── TEXT SECTION

Drumfearn (An Druim Fheàrna) is a small crofting township, lying at the head of the Sleat peninsula, at the head of Loch Eishort, on the isle of Skye in the Highlands of Scotland and is in the Scottish council area of Highland.

There are ten crofts in the township, some of which were occupied by people cleared from other parts of Skye: in the 1820s from the village of Kilbride, and in 1852 from the villages of Boraraig and Suishnish.

The village is accessed from a B road, leading from the main A851 road.

==Gaelic in Drumfearn==
After English, Scottish Gaelic is the most commonly spoken language in the village. Drumfearn is included in a census output area with Duisdale, Kinloch and Kylerhea, and in 2011, 32.4% of this area were recorded as Gaelic speakers. Historically, Gaelic was the principal language in the village. In 1901, 92.0% of the population of Drumfearn and Kinloch were recorded as Gaelic speakers, and 24.3% were recorded as being monolingual in the Gaelic language.

All of the principal place-names in the village derive from Gaelic. The name of the village itself means the Ridge of Alders. Most of the homes in the village are arrayed along the southern slopes of a small hill, Mullach an Achaidh Mhòir (The Summit of the Great Field). Lòn Creadha (The Clay Stream) flows through the village from Loch an Iasgaich (The Fishing Lake) to the south, past Mullach an Achaidh Mhòir and west towards Loch na Dal (originally Loch na Dalach; Sea Loch of the Field). The upper reaches of this stream are also called Allt an t-Slugain (The Stream of the Ravine).

────
── RECORDS

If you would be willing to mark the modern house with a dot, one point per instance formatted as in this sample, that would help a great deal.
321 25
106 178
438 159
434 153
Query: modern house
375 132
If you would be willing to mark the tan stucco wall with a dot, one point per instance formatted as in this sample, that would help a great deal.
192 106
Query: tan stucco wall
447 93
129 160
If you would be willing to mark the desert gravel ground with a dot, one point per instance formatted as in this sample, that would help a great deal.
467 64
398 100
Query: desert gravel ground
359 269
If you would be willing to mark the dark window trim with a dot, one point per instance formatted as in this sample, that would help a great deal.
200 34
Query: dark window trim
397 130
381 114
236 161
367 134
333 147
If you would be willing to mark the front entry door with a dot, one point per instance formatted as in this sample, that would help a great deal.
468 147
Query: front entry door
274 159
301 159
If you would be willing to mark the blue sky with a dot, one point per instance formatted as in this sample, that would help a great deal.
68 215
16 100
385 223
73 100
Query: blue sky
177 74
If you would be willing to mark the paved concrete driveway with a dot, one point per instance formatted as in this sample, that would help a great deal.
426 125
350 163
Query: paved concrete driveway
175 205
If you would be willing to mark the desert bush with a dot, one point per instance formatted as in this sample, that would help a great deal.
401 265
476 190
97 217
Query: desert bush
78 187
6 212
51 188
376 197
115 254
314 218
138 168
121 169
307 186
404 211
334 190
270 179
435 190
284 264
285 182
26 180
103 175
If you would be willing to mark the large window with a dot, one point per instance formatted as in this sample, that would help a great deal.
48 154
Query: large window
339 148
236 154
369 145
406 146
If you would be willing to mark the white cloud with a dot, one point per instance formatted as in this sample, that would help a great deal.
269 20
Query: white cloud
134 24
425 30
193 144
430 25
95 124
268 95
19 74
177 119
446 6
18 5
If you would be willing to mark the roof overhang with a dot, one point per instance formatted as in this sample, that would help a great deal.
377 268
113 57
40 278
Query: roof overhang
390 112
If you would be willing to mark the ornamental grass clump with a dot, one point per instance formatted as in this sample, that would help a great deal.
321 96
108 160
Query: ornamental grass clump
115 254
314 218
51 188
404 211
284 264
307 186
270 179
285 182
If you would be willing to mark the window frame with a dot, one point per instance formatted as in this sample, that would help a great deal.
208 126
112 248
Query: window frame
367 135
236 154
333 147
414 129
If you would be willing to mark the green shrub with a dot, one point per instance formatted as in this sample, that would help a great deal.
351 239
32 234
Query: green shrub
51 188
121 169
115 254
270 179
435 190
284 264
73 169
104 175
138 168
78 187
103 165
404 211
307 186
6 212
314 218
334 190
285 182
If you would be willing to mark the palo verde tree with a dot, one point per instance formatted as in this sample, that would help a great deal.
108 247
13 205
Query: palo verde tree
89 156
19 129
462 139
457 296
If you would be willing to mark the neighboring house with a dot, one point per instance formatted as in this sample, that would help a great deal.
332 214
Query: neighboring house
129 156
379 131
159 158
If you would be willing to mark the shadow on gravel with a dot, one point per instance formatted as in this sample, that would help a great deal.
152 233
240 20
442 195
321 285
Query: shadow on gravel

────

**WHAT THE TASK ASKS**
Please continue the text about Drumfearn, starting right after its final sentence.

**TASK OUTPUT**
==Prehistoric sites==
A short standing stone has been identified on boggy ground to the south-west of the village. Remains of a large neolithic chambered cairn can be seen on the south bank of Abhainn Ceann Loch Eiseort just before the stream enters the loch.

==Notable residents==
The Gaelic scholar and musician, Malcolm 'Calum Mòr' MacInnes, was born on 8 February 1871, at 2 Drumfearn. Having published a number of works on Gaelic music, MacInnes is best known for his influential collection of Highland bagpipe music, 120 Bagpipe Tunes, Gleanings & Styles, published in 1939.